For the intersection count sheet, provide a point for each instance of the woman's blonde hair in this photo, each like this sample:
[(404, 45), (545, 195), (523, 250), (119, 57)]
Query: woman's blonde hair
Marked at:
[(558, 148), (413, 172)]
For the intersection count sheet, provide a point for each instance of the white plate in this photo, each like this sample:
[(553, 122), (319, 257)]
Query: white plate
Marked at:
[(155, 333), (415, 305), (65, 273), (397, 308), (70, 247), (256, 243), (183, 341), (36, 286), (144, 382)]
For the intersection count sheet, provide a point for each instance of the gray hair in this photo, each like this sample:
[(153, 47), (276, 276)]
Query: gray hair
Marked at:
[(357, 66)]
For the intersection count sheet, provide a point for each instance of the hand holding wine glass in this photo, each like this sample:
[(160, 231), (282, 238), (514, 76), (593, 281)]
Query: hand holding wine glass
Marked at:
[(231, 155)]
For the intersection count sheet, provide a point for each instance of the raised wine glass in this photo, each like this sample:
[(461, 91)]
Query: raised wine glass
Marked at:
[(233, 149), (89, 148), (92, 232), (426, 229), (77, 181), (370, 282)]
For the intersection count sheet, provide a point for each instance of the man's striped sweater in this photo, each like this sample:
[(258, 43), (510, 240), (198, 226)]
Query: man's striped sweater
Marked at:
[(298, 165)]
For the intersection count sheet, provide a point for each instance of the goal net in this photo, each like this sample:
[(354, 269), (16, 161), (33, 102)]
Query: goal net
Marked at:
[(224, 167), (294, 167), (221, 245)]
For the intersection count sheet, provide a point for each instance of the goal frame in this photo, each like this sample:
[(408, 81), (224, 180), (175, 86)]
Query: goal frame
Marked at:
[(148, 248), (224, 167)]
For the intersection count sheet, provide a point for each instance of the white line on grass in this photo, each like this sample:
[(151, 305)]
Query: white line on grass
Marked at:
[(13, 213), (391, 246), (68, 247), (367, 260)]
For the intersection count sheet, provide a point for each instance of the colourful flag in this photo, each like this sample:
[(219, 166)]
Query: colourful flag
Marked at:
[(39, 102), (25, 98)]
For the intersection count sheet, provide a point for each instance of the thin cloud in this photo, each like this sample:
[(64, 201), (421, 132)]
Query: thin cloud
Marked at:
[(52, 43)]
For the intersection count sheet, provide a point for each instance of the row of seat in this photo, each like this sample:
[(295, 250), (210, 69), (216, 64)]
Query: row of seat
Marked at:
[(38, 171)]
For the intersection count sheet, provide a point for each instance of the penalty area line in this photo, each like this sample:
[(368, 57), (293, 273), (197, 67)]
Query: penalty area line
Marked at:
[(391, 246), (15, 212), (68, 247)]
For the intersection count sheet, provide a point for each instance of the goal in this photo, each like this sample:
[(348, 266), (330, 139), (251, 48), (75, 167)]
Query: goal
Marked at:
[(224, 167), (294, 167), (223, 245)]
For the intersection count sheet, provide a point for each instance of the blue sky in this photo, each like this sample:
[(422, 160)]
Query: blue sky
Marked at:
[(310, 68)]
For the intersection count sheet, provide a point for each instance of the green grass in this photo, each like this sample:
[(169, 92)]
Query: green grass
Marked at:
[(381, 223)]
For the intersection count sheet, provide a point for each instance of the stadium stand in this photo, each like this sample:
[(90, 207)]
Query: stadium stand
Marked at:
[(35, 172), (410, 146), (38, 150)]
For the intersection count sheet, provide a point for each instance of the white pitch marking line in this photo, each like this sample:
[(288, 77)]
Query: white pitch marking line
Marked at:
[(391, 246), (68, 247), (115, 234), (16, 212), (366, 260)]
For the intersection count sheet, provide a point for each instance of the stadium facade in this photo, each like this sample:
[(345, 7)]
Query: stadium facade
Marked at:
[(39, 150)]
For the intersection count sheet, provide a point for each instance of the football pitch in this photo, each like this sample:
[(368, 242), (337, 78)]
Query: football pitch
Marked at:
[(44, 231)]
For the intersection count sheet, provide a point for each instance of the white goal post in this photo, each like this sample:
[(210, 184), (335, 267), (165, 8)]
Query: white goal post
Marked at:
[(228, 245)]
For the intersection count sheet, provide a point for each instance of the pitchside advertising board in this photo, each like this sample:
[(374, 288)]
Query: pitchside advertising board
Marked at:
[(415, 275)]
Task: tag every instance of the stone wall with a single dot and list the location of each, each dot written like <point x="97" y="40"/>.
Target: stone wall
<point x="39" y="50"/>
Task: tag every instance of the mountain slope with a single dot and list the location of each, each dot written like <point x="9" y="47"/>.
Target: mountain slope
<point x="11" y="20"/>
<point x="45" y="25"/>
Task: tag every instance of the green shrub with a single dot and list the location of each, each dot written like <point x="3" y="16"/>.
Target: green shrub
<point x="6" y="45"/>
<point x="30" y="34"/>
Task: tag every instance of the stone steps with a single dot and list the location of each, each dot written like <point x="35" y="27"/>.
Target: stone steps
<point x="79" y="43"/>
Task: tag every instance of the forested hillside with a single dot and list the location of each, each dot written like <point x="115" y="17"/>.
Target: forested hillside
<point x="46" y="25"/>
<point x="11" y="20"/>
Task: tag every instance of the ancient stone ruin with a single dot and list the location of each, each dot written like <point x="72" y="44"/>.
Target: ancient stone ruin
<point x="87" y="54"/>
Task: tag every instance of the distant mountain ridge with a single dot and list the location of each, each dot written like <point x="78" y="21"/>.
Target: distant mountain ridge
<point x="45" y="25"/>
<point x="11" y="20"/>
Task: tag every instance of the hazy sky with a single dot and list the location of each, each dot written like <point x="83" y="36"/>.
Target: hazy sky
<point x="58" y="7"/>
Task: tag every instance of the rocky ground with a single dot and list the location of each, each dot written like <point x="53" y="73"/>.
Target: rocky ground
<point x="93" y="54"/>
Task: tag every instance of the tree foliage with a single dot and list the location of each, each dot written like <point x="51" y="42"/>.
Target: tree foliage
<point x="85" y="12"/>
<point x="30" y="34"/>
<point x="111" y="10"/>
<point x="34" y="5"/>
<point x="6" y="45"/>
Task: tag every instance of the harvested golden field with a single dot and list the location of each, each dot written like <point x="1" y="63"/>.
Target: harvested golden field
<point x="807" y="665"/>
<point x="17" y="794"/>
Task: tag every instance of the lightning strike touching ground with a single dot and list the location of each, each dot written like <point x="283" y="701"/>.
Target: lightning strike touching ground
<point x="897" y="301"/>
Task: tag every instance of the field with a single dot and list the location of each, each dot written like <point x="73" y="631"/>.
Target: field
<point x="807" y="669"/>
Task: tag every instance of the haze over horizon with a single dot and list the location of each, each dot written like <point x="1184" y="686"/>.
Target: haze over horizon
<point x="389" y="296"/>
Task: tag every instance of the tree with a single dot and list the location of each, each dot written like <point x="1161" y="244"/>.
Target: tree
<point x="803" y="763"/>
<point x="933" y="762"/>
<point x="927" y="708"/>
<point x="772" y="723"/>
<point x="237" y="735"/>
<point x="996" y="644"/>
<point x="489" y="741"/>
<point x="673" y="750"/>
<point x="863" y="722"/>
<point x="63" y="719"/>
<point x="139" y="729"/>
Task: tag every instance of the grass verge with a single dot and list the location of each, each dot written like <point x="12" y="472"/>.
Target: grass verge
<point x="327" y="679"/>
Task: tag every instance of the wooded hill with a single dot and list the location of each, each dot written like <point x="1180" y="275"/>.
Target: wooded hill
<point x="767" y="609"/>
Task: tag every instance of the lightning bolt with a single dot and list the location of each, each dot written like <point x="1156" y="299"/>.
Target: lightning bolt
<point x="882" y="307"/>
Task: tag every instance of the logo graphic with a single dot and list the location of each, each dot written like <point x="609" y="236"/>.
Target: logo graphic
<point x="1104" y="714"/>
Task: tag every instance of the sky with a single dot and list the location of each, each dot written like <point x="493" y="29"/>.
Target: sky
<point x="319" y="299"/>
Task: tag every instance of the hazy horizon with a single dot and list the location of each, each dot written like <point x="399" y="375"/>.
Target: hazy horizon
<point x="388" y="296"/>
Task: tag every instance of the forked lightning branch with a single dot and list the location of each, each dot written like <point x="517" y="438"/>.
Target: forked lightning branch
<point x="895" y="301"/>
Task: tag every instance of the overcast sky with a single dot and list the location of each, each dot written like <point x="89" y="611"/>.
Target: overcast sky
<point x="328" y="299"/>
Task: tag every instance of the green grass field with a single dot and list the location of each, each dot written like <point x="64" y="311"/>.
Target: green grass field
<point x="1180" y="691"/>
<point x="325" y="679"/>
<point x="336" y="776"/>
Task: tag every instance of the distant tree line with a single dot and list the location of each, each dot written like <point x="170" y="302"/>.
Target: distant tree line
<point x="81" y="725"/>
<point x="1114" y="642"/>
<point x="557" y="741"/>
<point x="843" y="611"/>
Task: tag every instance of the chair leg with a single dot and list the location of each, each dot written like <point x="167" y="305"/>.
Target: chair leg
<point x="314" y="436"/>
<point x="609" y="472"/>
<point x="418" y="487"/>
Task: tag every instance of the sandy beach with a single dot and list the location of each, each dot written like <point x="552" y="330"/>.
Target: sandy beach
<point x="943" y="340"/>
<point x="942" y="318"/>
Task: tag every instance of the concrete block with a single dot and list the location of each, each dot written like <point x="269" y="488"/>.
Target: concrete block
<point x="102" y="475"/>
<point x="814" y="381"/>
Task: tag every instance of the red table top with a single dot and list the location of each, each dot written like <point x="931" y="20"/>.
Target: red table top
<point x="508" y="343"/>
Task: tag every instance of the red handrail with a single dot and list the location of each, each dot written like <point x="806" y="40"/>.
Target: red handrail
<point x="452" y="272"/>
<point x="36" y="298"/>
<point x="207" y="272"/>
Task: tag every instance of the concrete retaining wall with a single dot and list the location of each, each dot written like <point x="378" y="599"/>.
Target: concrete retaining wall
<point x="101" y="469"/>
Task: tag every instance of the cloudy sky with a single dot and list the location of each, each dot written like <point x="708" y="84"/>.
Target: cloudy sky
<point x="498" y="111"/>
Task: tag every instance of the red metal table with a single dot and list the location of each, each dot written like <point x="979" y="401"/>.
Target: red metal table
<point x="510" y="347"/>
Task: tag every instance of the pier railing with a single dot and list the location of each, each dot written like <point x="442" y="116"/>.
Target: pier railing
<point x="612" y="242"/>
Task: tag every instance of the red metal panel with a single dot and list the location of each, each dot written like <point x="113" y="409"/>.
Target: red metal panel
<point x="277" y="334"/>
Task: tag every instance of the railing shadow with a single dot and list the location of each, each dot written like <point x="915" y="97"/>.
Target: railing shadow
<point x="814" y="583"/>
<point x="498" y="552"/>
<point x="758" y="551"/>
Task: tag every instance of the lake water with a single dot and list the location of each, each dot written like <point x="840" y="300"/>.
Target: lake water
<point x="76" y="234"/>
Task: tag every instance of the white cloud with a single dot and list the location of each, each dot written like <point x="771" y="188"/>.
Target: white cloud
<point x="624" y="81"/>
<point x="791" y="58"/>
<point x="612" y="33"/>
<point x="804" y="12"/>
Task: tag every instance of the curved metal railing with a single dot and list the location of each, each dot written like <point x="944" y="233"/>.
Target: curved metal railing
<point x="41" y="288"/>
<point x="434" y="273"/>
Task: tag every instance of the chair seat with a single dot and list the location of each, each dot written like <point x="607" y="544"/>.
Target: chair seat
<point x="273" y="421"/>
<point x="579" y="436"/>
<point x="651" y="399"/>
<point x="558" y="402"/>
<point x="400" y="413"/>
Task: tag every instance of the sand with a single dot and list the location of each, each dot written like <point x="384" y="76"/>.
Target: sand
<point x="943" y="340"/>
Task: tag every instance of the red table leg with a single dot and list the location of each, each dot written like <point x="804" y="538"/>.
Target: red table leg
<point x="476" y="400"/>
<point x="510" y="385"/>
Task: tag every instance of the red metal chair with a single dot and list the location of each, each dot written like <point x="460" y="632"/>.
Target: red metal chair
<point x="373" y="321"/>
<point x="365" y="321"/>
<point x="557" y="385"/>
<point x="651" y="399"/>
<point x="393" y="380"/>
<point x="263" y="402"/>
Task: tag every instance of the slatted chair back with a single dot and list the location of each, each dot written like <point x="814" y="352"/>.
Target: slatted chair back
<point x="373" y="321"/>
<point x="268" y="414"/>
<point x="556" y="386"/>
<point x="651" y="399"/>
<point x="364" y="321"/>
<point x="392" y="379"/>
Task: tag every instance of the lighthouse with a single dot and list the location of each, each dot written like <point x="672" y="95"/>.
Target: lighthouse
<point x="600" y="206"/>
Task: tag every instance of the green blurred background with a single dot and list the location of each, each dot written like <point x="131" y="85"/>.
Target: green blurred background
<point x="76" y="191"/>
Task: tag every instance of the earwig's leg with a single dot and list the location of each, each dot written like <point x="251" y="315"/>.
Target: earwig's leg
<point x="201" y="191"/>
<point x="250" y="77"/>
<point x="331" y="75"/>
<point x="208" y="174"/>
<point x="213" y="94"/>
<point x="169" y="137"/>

***

▸ What you have to do
Up to and including the last line of the records above, print exactly every line from the one that contains "Task: tag every instance of the earwig's" onward.

▸ Reply
Task: tag every instance of the earwig's leg with a single dot and list the location of each, each dot written like <point x="251" y="315"/>.
Target: earwig's leg
<point x="201" y="191"/>
<point x="250" y="77"/>
<point x="331" y="75"/>
<point x="208" y="174"/>
<point x="213" y="94"/>
<point x="169" y="137"/>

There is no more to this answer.